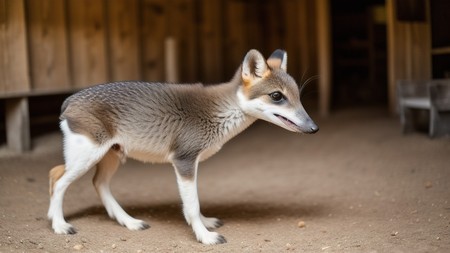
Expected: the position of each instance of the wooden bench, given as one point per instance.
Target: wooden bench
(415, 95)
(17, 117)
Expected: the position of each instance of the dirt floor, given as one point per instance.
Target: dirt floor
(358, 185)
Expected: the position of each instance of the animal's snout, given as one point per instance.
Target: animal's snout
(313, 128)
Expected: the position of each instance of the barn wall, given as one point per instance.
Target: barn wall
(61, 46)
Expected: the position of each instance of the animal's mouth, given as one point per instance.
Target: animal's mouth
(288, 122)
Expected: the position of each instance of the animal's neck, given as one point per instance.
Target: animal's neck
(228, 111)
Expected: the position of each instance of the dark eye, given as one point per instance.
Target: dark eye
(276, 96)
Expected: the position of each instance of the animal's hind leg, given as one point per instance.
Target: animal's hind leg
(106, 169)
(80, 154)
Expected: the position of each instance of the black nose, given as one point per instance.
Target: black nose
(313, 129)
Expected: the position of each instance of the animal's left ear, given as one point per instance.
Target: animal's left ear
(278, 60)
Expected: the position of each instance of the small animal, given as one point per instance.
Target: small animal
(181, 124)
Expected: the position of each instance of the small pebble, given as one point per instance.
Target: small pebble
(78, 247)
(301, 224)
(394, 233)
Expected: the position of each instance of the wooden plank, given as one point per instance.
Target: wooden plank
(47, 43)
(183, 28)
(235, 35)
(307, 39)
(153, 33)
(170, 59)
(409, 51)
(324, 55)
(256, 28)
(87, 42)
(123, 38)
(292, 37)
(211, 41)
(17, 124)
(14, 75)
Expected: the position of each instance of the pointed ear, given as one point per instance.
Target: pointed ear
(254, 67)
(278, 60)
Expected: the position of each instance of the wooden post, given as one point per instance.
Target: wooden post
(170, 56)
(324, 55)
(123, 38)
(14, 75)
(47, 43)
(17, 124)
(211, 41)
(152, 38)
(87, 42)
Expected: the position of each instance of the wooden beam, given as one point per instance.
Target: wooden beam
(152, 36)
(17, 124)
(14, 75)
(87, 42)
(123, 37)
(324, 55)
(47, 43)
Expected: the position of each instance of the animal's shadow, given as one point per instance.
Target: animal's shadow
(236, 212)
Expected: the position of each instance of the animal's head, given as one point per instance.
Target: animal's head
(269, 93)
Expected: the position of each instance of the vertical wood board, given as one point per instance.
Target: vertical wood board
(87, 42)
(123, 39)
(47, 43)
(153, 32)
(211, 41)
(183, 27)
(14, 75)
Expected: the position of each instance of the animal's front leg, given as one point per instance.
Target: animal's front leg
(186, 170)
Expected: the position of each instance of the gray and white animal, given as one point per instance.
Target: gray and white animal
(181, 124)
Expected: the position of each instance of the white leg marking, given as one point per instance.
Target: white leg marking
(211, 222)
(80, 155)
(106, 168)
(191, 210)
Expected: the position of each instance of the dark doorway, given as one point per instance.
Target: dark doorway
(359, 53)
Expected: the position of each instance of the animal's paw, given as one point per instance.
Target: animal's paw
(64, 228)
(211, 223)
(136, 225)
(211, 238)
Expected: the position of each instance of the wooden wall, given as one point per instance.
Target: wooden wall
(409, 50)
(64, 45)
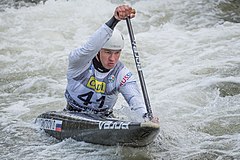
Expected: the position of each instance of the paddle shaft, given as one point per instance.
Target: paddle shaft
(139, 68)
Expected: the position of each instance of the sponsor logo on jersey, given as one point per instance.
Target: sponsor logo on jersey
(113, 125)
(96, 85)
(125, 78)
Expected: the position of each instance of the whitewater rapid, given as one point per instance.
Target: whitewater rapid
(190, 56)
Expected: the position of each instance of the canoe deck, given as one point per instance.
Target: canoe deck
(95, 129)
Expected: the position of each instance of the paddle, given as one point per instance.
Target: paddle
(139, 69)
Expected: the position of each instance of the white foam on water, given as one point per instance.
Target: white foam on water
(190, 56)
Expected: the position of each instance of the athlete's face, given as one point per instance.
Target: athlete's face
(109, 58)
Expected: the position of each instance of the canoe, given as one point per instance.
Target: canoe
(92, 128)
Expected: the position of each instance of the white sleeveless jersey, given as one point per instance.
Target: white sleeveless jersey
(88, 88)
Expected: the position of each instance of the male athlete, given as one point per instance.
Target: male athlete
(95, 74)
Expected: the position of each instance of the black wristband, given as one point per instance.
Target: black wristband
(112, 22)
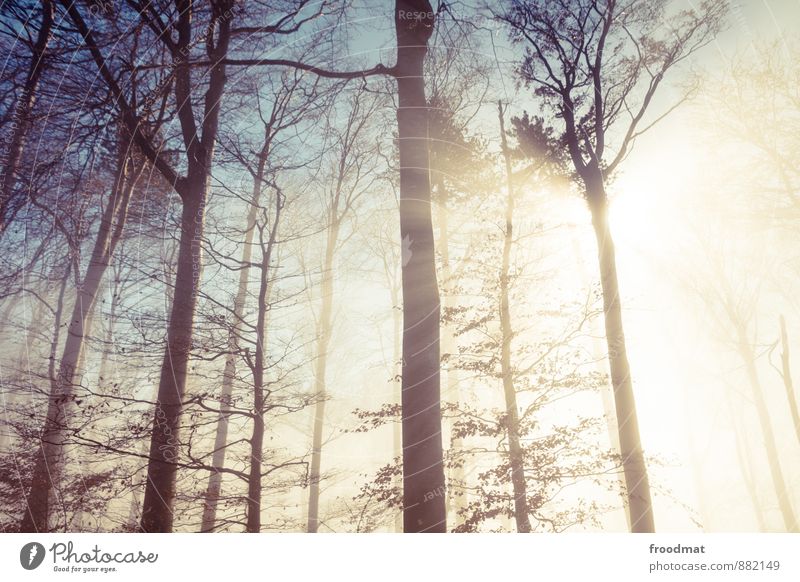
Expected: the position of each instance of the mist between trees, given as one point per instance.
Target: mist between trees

——

Format the whole listing above as a numbered list with one line per item, skipping any blank lines. Leave the pictures out of your answer.

COMPLETED EXERCISE =
1. Expected: the position of each instance of the wooden bench, given as one point per instance.
2. Target: wooden bench
3. (415, 95)
4. (17, 117)
5. Expected: the position of each instance of the dirt floor, given as one point per instance.
6. Target: dirt floor
7. (358, 185)
8. Expected: the position of each instance of the animal's snout, given as one point per instance.
9. Target: animal's snout
10. (313, 128)
11. Expected: the position of each instance of the barn wall, given as one point per instance.
12. Target: barn wall
13. (61, 46)
14. Expected: the position of each instance of the animal's mouth, given as one point per instance.
15. Target: animal's mouth
16. (288, 122)
17. Expected: the position of each instance of the animal's neck, given as one point per instance.
18. Target: animal's neck
19. (228, 111)
20. Expected: the position of each instance of the dark eye, given as one point per instance.
21. Target: dark eye
22. (276, 96)
23. Expected: the position of each instance of the animal's hind leg, given as one point per instance.
24. Target: animal's hind leg
25. (106, 169)
26. (80, 154)
27. Expected: the position of each instance of the black nose, given as one point per instance.
28. Target: black nose
29. (313, 129)
30. Expected: the position of each instance of the animal's left ear, given as one point per instance.
31. Target: animal's left ear
32. (278, 60)
33. Expected: the position of each instance of the small animal, given as one point per instance.
34. Target: small animal
35. (181, 124)
36. Expected: the position of each instance of the small pebble, given as one point per instance.
37. Target: small pebble
38. (78, 247)
39. (301, 224)
40. (394, 233)
41. Expected: the position of each instance of the wooden plank, given as one point per instance.
42. Target: wooden plank
43. (47, 43)
44. (183, 28)
45. (235, 35)
46. (307, 39)
47. (153, 33)
48. (170, 59)
49. (409, 51)
50. (324, 55)
51. (256, 28)
52. (87, 42)
53. (123, 38)
54. (292, 37)
55. (211, 41)
56. (17, 124)
57. (14, 75)
58. Expected: the position of each instance of the pointed ear, given as one point per instance.
59. Target: pointed ear
60. (254, 67)
61. (278, 60)
62. Expected: the position of each instance of the wooden post, given as one point per instance.
63. Target: wooden post
64. (170, 56)
65. (324, 55)
66. (123, 38)
67. (14, 75)
68. (47, 43)
69. (17, 124)
70. (211, 41)
71. (152, 38)
72. (87, 42)
73. Expected: the position of each instance of the wooden beam, given as one point per instance.
74. Target: wooden beam
75. (152, 36)
76. (17, 124)
77. (14, 75)
78. (87, 42)
79. (123, 37)
80. (324, 55)
81. (47, 43)
82. Expected: the position of each instance of the animal's shadow, given as one point per instance.
83. Target: animal's shadow
84. (236, 212)
85. Expected: the position of each instance of the animal's head, given as one point per instance.
86. Target: animal's head
87. (269, 93)
88. Expected: the position of each instance of the vertical wood board, given as one point per instance.
89. Target: vertical wood board
90. (87, 42)
91. (123, 39)
92. (47, 43)
93. (153, 32)
94. (211, 41)
95. (183, 27)
96. (14, 75)
97. Expected: the position of each instance of the animal's front leg, given as one point per instance.
98. Target: animal's front leg
99. (186, 170)
100. Expected: the position of each instance of the gray and white animal, given as one point per instance.
101. Target: gray and white animal
102. (181, 124)
103. Expected: the position of each instance of the white leg marking, given as one point per instance.
104. Target: white leg marking
105. (211, 222)
106. (80, 155)
107. (106, 168)
108. (191, 210)
109. Expected: the position of each instance of the dark doorway, given as one point per instance.
110. Target: dark doorway
111. (359, 53)
112. Expected: the position of each instance of the animal's paw, given as one point per instance.
113. Target: animal's paw
114. (64, 228)
115. (211, 223)
116. (136, 225)
117. (211, 238)
118. Expected: the position of each instance of the wooden wall, given as one point per instance.
119. Target: wooden wall
120. (409, 50)
121. (64, 45)
122. Expected: the position of each instance of the paddle shaft, given as one point per instance.
123. Target: paddle shaft
124. (139, 68)
125. Expected: the position of each instance of the sponsor logo on jersey, given as one point per instance.
126. Target: sponsor logo on jersey
127. (113, 125)
128. (96, 85)
129. (125, 78)
130. Expected: the position of each instance of the whitewater rapid, given as one point per instance.
131. Target: whitewater rapid
132. (190, 56)
133. Expected: the position of each instance of the canoe deck, given as one point per instance.
134. Target: canoe deck
135. (95, 129)
136. Expected: the position of each instance of the paddle, given as one point per instance.
137. Target: paddle
138. (139, 69)
139. Expected: the position of each instance of the white foam on water, given as one point per instance.
140. Target: white foam on water
141. (190, 56)
142. Expected: the position of each instance of the athlete's face, given as one point per instance.
143. Target: athlete's face
144. (109, 58)
145. Expected: the position of each instance of the canoe, given as one point per instance.
146. Target: canoe
147. (92, 128)
148. Expected: the position of each instance of the white sleeveless jersey, given as one point per instance.
149. Target: white sleeveless jersey
150. (88, 88)
151. Expected: the position of each instance of the male athlete, given as one point per instance.
152. Target: male athlete
153. (95, 74)
154. Expected: the position of each instance of the black wristband, given as one point per instance.
155. Target: black wristband
156. (112, 22)
157. Expected: the position of each instance of the mist between trees, given as one point per instance.
158. Target: mist between trees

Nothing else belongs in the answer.